● Aim of the exercise
Copy out, word for word, the stretch of lines from the one containing "instance of the bay" through the one containing "147], [278, 149]]]".

** START OF Input records **

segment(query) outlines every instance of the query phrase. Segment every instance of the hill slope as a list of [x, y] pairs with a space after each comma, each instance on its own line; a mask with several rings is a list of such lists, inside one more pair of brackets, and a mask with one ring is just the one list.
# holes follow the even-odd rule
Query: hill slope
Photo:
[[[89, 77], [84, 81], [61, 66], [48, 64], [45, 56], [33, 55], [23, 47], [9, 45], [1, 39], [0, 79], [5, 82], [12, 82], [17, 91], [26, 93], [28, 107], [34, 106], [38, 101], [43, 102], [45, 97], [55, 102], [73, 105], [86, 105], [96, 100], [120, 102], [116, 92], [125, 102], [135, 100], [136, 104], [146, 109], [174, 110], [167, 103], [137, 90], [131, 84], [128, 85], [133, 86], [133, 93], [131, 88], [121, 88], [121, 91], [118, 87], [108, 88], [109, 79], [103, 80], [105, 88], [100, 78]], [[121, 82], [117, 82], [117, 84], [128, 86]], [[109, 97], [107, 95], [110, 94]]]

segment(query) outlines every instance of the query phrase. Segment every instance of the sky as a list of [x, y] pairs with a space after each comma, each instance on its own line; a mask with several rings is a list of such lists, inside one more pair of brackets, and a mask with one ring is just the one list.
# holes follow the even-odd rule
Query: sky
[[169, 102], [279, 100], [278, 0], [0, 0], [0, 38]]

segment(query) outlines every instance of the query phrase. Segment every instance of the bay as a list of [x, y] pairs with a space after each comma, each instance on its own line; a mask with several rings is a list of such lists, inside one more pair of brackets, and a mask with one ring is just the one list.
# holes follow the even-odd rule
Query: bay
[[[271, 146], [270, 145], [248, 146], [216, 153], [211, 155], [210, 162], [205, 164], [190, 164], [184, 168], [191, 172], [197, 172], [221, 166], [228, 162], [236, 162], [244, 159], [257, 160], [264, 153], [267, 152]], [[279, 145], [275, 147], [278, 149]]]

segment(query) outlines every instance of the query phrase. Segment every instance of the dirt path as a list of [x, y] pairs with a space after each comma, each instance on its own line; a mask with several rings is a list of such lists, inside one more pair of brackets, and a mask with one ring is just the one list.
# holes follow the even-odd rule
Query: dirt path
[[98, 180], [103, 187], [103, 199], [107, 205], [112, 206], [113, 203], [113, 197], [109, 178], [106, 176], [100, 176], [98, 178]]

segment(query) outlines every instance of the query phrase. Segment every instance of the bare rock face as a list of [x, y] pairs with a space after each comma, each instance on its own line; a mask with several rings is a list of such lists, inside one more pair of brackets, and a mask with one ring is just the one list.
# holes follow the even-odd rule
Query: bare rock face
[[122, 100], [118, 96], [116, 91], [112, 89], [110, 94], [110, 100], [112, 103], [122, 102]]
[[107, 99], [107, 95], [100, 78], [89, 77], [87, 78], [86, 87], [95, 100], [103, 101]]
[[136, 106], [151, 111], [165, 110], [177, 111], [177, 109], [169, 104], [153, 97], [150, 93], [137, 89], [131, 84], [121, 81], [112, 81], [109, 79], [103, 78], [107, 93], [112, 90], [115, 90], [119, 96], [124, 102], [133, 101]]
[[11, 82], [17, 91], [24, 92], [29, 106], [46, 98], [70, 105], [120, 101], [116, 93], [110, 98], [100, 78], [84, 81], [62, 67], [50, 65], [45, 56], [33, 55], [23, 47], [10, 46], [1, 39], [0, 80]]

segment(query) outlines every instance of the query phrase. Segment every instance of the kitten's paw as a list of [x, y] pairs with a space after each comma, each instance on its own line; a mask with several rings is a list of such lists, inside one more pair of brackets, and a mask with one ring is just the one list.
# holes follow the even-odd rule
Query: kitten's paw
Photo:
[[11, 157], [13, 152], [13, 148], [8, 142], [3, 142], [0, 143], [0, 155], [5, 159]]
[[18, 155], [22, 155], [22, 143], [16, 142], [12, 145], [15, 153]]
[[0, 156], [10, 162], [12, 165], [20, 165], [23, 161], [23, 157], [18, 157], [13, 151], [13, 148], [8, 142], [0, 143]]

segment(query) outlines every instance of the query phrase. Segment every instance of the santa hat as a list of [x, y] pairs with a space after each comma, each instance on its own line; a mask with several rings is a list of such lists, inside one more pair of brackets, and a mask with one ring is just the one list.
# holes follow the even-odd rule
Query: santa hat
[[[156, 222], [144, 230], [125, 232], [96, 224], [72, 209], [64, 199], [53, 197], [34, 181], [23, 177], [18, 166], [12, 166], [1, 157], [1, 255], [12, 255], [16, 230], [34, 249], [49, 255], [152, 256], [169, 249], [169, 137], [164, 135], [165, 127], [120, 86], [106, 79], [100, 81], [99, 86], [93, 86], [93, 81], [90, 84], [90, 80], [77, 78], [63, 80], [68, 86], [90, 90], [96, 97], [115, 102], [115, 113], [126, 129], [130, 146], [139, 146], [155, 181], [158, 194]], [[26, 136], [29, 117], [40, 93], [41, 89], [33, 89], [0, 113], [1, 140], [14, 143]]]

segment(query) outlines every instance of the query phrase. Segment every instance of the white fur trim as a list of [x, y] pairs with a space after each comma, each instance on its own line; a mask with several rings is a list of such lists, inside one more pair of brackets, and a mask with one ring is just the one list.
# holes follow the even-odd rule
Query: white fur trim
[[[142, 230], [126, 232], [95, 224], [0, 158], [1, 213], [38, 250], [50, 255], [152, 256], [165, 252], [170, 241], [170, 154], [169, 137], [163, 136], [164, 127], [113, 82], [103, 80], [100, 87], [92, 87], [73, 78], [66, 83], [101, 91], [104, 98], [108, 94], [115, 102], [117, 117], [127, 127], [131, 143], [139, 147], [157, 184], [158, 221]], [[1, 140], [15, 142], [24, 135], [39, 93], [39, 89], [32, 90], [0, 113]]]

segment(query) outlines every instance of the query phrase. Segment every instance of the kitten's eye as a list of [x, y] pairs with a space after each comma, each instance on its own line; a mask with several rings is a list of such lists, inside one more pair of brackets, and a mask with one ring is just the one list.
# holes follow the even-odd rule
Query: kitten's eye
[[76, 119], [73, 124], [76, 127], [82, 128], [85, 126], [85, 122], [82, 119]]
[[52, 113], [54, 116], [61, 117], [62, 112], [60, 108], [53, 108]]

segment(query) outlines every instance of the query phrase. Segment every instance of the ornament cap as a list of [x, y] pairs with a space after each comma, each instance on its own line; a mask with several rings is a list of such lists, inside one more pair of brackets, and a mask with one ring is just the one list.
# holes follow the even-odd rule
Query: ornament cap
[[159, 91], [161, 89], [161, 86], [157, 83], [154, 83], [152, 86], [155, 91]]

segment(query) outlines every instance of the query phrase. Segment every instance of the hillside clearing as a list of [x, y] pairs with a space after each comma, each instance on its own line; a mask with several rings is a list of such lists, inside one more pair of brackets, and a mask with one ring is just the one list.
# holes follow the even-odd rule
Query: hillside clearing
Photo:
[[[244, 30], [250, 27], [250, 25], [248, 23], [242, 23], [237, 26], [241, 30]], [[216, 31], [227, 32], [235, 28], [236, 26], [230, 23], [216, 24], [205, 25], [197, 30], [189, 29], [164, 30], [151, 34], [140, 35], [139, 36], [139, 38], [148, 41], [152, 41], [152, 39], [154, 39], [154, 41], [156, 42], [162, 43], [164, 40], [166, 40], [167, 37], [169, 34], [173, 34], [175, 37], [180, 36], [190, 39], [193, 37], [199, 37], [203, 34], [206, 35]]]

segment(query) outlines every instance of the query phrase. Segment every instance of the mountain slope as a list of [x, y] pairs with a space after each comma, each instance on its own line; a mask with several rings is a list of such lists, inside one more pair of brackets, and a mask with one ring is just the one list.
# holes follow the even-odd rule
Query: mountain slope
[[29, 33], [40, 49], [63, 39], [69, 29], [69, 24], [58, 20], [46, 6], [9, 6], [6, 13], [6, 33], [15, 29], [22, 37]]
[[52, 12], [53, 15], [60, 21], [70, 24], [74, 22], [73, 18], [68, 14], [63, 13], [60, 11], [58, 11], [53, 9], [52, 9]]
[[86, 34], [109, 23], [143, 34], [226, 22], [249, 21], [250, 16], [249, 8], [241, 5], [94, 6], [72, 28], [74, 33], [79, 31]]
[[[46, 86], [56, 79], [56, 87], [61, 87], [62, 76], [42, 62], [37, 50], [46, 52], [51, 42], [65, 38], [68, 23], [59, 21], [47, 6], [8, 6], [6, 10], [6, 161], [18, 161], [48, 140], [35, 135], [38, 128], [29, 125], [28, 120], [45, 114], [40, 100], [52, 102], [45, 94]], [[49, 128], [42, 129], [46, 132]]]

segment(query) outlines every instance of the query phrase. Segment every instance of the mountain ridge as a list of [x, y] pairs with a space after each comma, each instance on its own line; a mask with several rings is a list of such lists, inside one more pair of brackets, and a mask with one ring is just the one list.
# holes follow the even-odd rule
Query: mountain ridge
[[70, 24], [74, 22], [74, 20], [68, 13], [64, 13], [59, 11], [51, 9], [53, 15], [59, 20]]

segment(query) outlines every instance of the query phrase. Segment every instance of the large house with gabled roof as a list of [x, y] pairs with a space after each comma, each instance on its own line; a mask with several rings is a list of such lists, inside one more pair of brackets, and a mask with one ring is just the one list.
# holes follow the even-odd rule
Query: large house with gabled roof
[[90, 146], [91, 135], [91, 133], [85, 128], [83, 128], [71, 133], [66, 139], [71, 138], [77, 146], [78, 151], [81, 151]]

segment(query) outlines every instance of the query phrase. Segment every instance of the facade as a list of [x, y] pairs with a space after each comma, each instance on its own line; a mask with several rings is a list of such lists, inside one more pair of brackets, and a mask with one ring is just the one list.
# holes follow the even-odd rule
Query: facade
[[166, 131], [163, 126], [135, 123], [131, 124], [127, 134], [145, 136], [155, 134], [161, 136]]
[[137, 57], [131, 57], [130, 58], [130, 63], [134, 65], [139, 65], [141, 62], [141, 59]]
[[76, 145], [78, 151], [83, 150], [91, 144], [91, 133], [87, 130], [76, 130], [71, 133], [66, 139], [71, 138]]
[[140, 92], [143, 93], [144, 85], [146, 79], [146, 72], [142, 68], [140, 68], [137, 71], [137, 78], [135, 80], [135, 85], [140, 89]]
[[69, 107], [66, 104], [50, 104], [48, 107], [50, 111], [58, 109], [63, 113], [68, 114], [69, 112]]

** END OF Input records **

● Output of the task
segment(query) outlines every instance of the query phrase. Segment every instance of the bay as a list of [x, y] pairs with a space after each comma, each instance on its own line; a mask with several rings is a list of such lists, inside one more pair of brackets, and a mask with one ring is just the one list.
# holes follow the even-odd rule
Query: bay
[[[271, 146], [270, 145], [248, 146], [216, 153], [211, 155], [210, 162], [205, 164], [190, 164], [184, 168], [191, 172], [197, 172], [221, 166], [228, 162], [236, 162], [244, 159], [257, 160], [264, 153], [267, 152]], [[279, 145], [275, 147], [278, 149]]]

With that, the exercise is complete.